_EXERCISE DIRECTIONS_:
Substitute "Give the coordinates" for every occurrence of "Report the position" in the records below, and write out all the records again with nothing else changed.

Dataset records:
— BEGIN —

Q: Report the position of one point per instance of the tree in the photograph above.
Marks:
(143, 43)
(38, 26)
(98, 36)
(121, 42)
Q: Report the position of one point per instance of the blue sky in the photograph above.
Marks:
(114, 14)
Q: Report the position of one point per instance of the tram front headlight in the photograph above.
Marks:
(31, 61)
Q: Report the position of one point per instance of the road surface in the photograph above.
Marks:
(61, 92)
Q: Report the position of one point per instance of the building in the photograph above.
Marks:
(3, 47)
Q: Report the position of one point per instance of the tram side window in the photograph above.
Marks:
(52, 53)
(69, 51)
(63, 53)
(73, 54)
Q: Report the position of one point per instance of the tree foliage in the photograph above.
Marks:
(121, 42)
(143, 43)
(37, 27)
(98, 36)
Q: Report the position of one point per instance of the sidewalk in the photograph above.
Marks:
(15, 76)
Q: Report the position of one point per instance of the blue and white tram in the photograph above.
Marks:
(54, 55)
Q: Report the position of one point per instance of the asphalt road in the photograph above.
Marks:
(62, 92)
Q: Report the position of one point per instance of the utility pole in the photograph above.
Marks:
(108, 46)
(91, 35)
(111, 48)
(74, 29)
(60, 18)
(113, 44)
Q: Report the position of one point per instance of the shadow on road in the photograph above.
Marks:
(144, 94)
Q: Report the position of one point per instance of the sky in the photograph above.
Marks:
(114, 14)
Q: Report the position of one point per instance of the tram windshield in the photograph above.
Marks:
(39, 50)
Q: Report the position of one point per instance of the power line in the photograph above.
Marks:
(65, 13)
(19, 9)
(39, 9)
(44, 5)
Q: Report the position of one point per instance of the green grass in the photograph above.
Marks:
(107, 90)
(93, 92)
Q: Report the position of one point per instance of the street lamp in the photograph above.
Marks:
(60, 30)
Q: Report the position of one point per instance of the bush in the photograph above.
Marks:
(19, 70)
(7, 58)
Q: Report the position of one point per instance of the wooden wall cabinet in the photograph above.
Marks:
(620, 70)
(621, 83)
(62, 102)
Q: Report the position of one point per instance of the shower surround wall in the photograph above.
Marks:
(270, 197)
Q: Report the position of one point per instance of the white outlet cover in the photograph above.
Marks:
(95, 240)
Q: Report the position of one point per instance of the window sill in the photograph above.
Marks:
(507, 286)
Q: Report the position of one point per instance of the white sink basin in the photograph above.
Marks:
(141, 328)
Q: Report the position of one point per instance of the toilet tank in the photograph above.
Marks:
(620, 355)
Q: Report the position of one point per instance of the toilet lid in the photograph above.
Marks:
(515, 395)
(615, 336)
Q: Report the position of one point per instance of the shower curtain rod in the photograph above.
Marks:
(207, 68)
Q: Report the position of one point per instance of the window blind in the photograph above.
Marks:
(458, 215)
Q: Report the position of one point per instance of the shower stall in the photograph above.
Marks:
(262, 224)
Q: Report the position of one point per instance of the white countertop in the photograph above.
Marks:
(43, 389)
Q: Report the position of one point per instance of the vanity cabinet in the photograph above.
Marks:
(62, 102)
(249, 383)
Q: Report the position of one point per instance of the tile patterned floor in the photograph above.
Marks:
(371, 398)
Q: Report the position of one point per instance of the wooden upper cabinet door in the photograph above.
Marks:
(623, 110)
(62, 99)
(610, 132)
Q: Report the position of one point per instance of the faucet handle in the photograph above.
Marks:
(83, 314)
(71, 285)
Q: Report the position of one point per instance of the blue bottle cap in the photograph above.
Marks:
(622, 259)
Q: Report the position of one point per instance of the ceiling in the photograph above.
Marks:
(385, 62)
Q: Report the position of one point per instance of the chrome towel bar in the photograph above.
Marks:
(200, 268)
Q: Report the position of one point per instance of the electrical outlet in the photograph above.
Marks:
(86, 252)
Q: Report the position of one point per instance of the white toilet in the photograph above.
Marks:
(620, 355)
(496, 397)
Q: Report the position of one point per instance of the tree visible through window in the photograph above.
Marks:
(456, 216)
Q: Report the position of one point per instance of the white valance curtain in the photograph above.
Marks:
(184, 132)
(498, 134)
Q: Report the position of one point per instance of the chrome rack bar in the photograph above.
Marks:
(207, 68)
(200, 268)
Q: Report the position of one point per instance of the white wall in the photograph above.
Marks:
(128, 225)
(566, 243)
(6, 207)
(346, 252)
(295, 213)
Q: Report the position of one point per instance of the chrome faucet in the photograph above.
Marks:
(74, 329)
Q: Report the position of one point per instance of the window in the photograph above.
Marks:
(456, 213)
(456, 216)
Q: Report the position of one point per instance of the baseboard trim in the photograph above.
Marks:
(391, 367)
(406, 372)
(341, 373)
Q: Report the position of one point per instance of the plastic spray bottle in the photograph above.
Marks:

— END —

_TASK RESPONSE_:
Q: Give the coordinates of one point per instance of the tree in the photograph above.
Marks:
(143, 43)
(38, 26)
(98, 36)
(121, 42)
Q: Give the coordinates of one point per instance of the blue sky in the photograph above.
Marks:
(114, 14)
Q: Give the coordinates of one point per instance of the tram front headlight in the photograph above.
Marks:
(31, 61)
Q: Give the coordinates of one point per instance of the road surface in the photograph above.
Marks:
(61, 92)
Q: Give the coordinates of one point per instance of the building in the photograph above.
Marks:
(3, 47)
Q: Give the coordinates of one point per instance of the tram side window in the photograph above.
Marks:
(52, 53)
(69, 51)
(63, 53)
(73, 54)
Q: Give the coordinates of one point per instance of the tree foliage in the photograph above.
Marks:
(121, 42)
(143, 43)
(37, 27)
(98, 36)
Q: Give the coordinates of one point per instance of the sidewalk in the photograph above.
Marks:
(15, 76)
Q: Give the coordinates of one point per instance of the blue and white tram in the photograph above.
Marks:
(54, 55)
Q: Give the coordinates of one point per instance of the asphalt road in the photograph above.
Marks:
(62, 92)
Q: Give the coordinates of one point per instance of the utility pole in the photograph above.
Marks:
(108, 46)
(91, 35)
(111, 48)
(74, 29)
(60, 18)
(113, 44)
Q: Give the coordinates of one point per instance of the shadow on road in the photograph above.
Marks:
(144, 94)
Q: Give the coordinates of one point per instance of the sky in the photograph above.
Marks:
(114, 14)
Q: Give the coordinates of one point per instance of the tram windshield in the photograph above.
Marks:
(39, 50)
Q: Give the coordinates of one point per instance of the power line in the photograph above.
Marks:
(65, 13)
(19, 9)
(39, 9)
(44, 5)
Q: Give the coordinates of one point per instance of the green grass in the photograph above.
Marks:
(107, 90)
(93, 92)
Q: Give the coordinates of one point per instance of the street lamp in the photograph above.
Marks:
(60, 30)
Q: Give the coordinates of one point per instance of the bush in the photograph above.
Marks:
(19, 70)
(7, 58)
Q: Give the coordinates of one point per instance of the wooden wall cabinet in the photograph above.
Marks:
(620, 70)
(621, 83)
(62, 102)
Q: Give the coordinates of one point per instance of the shower surround wall in the photograph above.
Marks:
(270, 197)
Q: Give the coordinates of one point per instance of the white outlet cover in the photograph above.
Marks:
(95, 240)
Q: Give the coordinates of one point per instance of the window sill in the photograph above.
Marks:
(507, 286)
Q: Give the coordinates of one point per instance of the white sink basin in the photograph above.
Marks:
(141, 328)
Q: Give the coordinates of one point per instance of the toilet tank in the photograph above.
Marks:
(620, 355)
Q: Give the coordinates of one point per instance of the toilet lid in the photograph above.
Marks:
(515, 395)
(615, 336)
Q: Give the coordinates of one point per instance of the shower curtain rod in the photograph above.
Marks:
(207, 68)
Q: Give the coordinates of one point per instance of the window blind in the photograph above.
Marks:
(458, 215)
Q: Give the coordinates of one point per instance of the shower stall in the photograph above.
Marks:
(262, 224)
Q: Give the coordinates of one point per instance of the white countertop in the photograph above.
Marks:
(43, 389)
Q: Give the coordinates of one point per instance of the vanity cabinet in the photograph above.
Marks:
(62, 102)
(249, 383)
Q: Give the coordinates of one point per instance of the tile patterned floor in the photograph above.
Marks:
(371, 398)
Q: Give the coordinates of one point per instance of the wooden upper cabinet door in the photograph above.
Marks:
(623, 110)
(62, 99)
(610, 132)
Q: Give the coordinates of one point per instance of the faucet handle in the photograph above.
Marks:
(83, 314)
(71, 285)
Q: Give the coordinates of one point per instance of the blue bottle cap in the photograph above.
Marks:
(622, 259)
Q: Give the coordinates of one point per instance of the ceiling in the photograph above.
Marks:
(385, 62)
Q: Give the coordinates of one point per instance of the chrome towel bar in the photograph above.
Marks:
(200, 268)
Q: Give the coordinates of one point per instance of the electrical outlet in the photograph above.
Marks:
(86, 252)
Q: Give the coordinates of one point per instance of the white toilet in the photograph above.
Marks:
(620, 355)
(496, 397)
Q: Give the coordinates of one point per instance of the tree visible through window in the photograph above.
Marks:
(456, 216)
Q: Give the coordinates of one point per instance of the white valance curtain in the photograph above.
Marks:
(184, 132)
(498, 134)
Q: Give the coordinates of one point per instance of the chrome rack bar in the photograph above.
Marks:
(207, 68)
(200, 268)
Q: Give the coordinates of one point per instance of the white wall in the photograph above.
Marks:
(128, 225)
(566, 243)
(6, 207)
(346, 252)
(295, 213)
Q: Give the coordinates of one point per instance of the chrome faucet in the photograph above.
Marks:
(74, 329)
Q: Give the coordinates of one point per instance of the window in the photograph above.
Marks:
(456, 213)
(456, 216)
Q: Give the coordinates of one point per instance of the baseboard trim in the photograph above.
Marks:
(391, 367)
(406, 372)
(341, 373)
Q: Give the coordinates of one point per instance of the plastic spray bottle in the photograph above.
Marks:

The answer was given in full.